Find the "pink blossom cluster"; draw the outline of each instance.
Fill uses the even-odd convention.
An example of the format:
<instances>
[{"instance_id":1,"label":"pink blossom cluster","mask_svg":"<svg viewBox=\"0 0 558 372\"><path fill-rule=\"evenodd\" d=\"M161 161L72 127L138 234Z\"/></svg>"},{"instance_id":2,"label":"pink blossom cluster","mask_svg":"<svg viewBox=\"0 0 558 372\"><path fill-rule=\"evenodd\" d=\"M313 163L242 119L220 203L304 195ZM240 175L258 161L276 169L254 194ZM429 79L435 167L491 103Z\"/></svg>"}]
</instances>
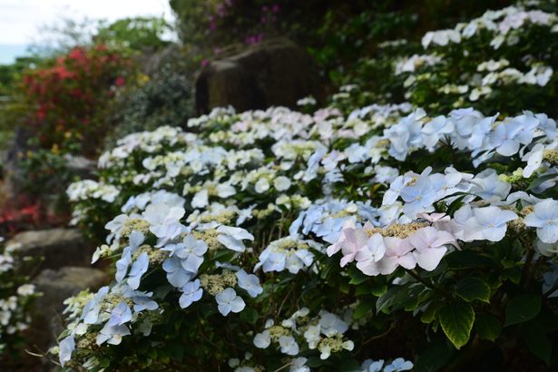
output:
<instances>
[{"instance_id":1,"label":"pink blossom cluster","mask_svg":"<svg viewBox=\"0 0 558 372\"><path fill-rule=\"evenodd\" d=\"M375 232L378 229L370 222L363 227L347 226L338 240L328 248L328 255L333 256L341 250L342 267L356 260L357 268L369 276L388 275L399 266L413 269L418 265L432 271L442 260L448 246L457 246L457 241L454 234L443 230L450 222L449 216L433 213L422 217L427 223L405 238Z\"/></svg>"}]
</instances>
■ ■ ■
## [DIRECTIONS]
Could you return every line of the rows above verbatim, leaving out the pictures?

## [RESPONSE TO THE EXERCISE]
Find the "pink blossom cluster"; draw the outline of each instance.
Fill uses the even-odd convention.
An example of the format:
<instances>
[{"instance_id":1,"label":"pink blossom cluster","mask_svg":"<svg viewBox=\"0 0 558 372\"><path fill-rule=\"evenodd\" d=\"M161 161L72 127L138 234Z\"/></svg>"},{"instance_id":2,"label":"pink blossom cluster","mask_svg":"<svg viewBox=\"0 0 558 372\"><path fill-rule=\"evenodd\" d=\"M313 163L242 119L220 203L304 195ZM240 175L258 161L276 169L254 194ZM429 79L435 167L491 103Z\"/></svg>"}]
</instances>
output:
<instances>
[{"instance_id":1,"label":"pink blossom cluster","mask_svg":"<svg viewBox=\"0 0 558 372\"><path fill-rule=\"evenodd\" d=\"M375 232L378 229L370 222L363 227L347 226L338 240L328 248L328 255L333 256L341 250L342 267L356 260L357 268L369 276L388 275L399 266L413 269L418 265L432 271L442 260L448 246L457 246L457 241L454 234L443 230L450 222L449 216L433 213L422 217L427 223L405 238Z\"/></svg>"}]
</instances>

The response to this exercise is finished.